======== Data for the task
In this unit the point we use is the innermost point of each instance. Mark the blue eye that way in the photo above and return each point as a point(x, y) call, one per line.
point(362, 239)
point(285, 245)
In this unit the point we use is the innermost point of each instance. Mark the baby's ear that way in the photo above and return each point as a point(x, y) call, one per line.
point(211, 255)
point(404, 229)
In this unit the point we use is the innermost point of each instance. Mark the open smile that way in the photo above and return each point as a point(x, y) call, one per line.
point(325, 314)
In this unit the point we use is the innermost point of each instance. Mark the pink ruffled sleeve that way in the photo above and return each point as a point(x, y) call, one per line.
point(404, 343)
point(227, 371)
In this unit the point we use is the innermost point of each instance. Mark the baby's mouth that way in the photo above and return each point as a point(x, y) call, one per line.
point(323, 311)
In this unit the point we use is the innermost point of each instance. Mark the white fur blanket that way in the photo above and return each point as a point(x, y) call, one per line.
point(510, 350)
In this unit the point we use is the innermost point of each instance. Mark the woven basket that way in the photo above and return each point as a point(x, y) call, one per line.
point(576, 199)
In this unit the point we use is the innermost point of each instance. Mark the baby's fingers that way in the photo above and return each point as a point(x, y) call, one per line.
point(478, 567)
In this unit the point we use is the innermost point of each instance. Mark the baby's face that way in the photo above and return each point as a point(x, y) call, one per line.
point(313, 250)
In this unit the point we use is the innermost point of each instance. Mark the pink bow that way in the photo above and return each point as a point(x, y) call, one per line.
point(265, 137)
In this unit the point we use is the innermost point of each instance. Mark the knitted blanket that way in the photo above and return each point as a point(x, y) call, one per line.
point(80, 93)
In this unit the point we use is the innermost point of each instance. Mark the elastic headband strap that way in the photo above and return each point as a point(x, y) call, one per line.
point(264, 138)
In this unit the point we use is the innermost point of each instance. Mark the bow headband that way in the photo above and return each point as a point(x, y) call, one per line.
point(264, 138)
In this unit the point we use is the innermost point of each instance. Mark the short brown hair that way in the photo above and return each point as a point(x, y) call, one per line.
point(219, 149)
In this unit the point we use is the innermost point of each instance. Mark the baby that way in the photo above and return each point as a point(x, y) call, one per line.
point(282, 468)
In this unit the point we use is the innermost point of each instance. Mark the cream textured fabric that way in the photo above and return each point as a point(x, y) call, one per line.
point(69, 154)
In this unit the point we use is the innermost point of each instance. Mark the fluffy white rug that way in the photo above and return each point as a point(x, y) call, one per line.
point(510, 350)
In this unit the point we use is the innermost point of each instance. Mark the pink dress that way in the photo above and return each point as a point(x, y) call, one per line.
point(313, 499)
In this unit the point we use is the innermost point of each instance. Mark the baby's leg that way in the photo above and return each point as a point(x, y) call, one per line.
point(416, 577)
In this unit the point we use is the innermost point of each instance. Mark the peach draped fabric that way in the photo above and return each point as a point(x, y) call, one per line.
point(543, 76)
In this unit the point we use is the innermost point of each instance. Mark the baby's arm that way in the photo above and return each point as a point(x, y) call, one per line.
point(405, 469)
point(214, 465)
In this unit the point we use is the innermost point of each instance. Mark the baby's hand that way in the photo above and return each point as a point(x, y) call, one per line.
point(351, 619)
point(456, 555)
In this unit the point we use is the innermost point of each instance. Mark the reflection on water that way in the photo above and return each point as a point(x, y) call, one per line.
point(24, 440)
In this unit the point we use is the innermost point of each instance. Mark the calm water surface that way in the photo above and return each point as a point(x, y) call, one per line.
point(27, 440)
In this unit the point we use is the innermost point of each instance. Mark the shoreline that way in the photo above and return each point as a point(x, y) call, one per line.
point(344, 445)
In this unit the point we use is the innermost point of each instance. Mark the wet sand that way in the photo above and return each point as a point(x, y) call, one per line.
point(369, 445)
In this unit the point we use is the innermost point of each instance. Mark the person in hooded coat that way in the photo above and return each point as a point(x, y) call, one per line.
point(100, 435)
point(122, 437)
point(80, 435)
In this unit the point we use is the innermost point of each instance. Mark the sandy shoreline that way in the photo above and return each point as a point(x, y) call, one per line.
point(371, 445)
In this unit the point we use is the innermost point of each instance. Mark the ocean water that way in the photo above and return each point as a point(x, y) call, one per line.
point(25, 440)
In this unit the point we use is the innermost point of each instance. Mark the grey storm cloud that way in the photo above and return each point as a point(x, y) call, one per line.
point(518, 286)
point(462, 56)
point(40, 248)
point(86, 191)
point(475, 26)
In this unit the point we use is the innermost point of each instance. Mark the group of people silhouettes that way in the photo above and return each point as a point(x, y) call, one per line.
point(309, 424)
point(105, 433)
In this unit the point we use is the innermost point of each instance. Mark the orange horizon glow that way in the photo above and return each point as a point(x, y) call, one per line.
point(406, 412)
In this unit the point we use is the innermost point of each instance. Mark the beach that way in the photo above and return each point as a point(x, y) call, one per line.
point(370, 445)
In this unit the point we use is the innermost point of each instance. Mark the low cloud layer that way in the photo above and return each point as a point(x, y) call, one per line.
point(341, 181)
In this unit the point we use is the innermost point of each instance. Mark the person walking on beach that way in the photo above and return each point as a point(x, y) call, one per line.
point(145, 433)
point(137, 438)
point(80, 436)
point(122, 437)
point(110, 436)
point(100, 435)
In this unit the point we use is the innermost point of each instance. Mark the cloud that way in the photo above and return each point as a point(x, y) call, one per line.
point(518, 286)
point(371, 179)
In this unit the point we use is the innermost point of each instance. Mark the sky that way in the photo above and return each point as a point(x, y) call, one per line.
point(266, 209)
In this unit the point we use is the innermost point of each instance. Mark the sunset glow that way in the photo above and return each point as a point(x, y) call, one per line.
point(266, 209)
================
Print out each line of the data exactly.

Output for this task >>
In this unit the point we use is the innermost point of each instance. Mark the blue eye that way in the photo above and return each point as a point(x, y) call, one per line.
point(362, 239)
point(285, 245)
In this unit the point we use is the innermost point of each instance. Mark the baby's ear that way in the photo above and return each point as a point(x, y) call, one per line.
point(211, 255)
point(404, 229)
In this unit the point we use is the innermost point of each instance. Mark the open smile that way in the photo above and return each point as a point(x, y) call, one per line.
point(325, 314)
In this unit the point we use is the innermost point of each instance. Mark the pink ruffled sleeve that way in the photo above and return each point as a point(x, y) call, one per line.
point(404, 343)
point(227, 371)
In this unit the point we use is the innermost point of each instance. Mark the baby's mouth that way in the photo above and return each point as a point(x, y) call, one per line.
point(323, 311)
In this unit the point we use is the innermost point of each instance. Mark the white fur blanket that way in the photo above and return each point as a point(x, y) call, one per line.
point(510, 350)
In this unit the point we use is the innermost point of each instance. Mark the woven basket that way in the photo above and return each point as a point(x, y) call, one per line.
point(576, 199)
In this unit the point we use is the innermost point of each instance. Mark the baby's fingers that way in the photo above and return each point as a point(x, y) call, one per line.
point(478, 567)
In this unit the point we use is the innermost point of each instance. Mark the baby's face that way in the photo above and return each point as a point(x, y) call, one per line.
point(313, 250)
In this unit the point we use is the innermost point of each instance. Mark the pink bow that way in the photo above and return each point as a point(x, y) call, one per line.
point(265, 137)
In this unit the point we use is the innermost point of each instance. Mark the knitted blanket that way in the photo above and return each point as a point(x, y) call, one per line.
point(80, 93)
In this unit the point we use is the innermost point of each instance. Mark the elastic headband strap that way in the photo above and return each point as a point(x, y) call, one per line.
point(264, 138)
In this unit the point we use is the innermost point of each instance. Mark the bow headband that way in the photo above and return each point as a point(x, y) call, one per line.
point(264, 138)
In this unit the point we use is the innermost point of each instance. Mark the short brown hair that way in the photo above and return each point as a point(x, y) call, one per line.
point(219, 149)
In this unit the point we use is the innermost point of each instance. Mark the baby that way in the photo above and return each point as a point(x, y) call, one per line.
point(282, 468)
In this unit the point we use is the innermost point of each instance. Mark the cream textured fabric that way in the photo above and return each point as a point(x, y) call, one per line.
point(69, 154)
In this unit the point we use is the innermost point of each instance. Mark the fluffy white rug that way in the photo above and return each point as a point(x, y) call, one per line.
point(510, 350)
In this unit the point we use is the innermost point of each instance. Mark the pink dress that way in the photo above and return each point as a point(x, y) call, one per line.
point(313, 499)
In this unit the point we use is the innermost point of each instance. Mark the baby's leg that way in the photo above and return each point as a point(x, y) call, one per line.
point(416, 577)
In this unit the point we use is the innermost point of each instance. Mark the peach draped fabric that way in the photo above and return each point as a point(x, y) call, one per line.
point(543, 76)
In this unit the point we use is the innermost point of each instance. Mark the baby's arm that way in the photo above and return each point as a point(x, y) call, one per line.
point(405, 469)
point(214, 465)
In this unit the point we use is the innermost point of each instance. Mark the baby's hand that way in the photo above and return each point as a point(x, y) call, one per line.
point(351, 619)
point(456, 555)
In this unit the point we use is the innermost point of each instance. Mark the reflection on water that way in the photo above and return each point as a point(x, y) call, one per line.
point(24, 440)
In this unit the point we use is the innermost point of each instance. Mark the calm water surface that way in the photo above and return each point as a point(x, y) call, one per line.
point(27, 440)
In this unit the point we use is the innermost point of each instance. Mark the shoreline that way in the photo above and return each point as a point(x, y) call, one per line.
point(344, 445)
In this unit the point we use is the innermost point of each instance. Mark the wet sand that way in the photo above and return each point as a point(x, y) call, one per line.
point(369, 445)
In this unit the point we use is the innermost point of each instance. Mark the person in hooded coat that way in the photo above and return each point as a point(x, y) call, one per line.
point(100, 435)
point(122, 437)
point(80, 435)
In this unit the point we use is the innermost point of each instance. Mark the sandy shoreline that way in the photo above and return each point as a point(x, y) call, one per line.
point(371, 445)
In this unit the point we use is the innermost point of each instance. Mark the ocean water that way in the photo above and return each point as a point(x, y) call, one per line.
point(25, 440)
In this unit the point we use is the innermost point of each instance. Mark the grey storm cloud that way in the photo above and return each point as a point(x, y) call, one per line.
point(518, 286)
point(462, 56)
point(40, 248)
point(86, 191)
point(475, 26)
In this unit the point we use is the innermost point of each instance. Mark the group of people silhouettes that way in the photo above and return each point as a point(x, y) call, one per line.
point(309, 424)
point(105, 433)
In this unit the point we use is the innermost point of each instance. Mark the orange horizon glow that way in the photo above and return each point as a point(x, y) call, one per line.
point(406, 412)
In this unit the point we use is the innermost point of each instance. Mark the beach that way in the photo above and return each point as a point(x, y) call, one per line.
point(370, 445)
In this unit the point we use is the innermost point of each instance. Mark the low cloud layer that way in the photo above and return each point as a point(x, y) call, one per line.
point(341, 181)
In this unit the point we use is the innermost point of each instance. Mark the person walking on beach that way in the photo above and return each point as a point(x, y) call, one per line.
point(145, 433)
point(137, 438)
point(80, 436)
point(122, 437)
point(110, 436)
point(100, 435)
In this unit the point we use is the innermost point of each instance. Mark the cloud that way in the photo above and return each point as a point(x, y) call, one per line.
point(518, 286)
point(371, 179)
In this unit the point we use is the innermost point of each instance. Mark the sky that way in the photo above and return each point as a point(x, y) call, one per line.
point(266, 209)
In this unit the point we use is the innermost point of each instance. Mark the sunset glow that way in the photo above and return each point as a point(x, y) call, one per line.
point(266, 209)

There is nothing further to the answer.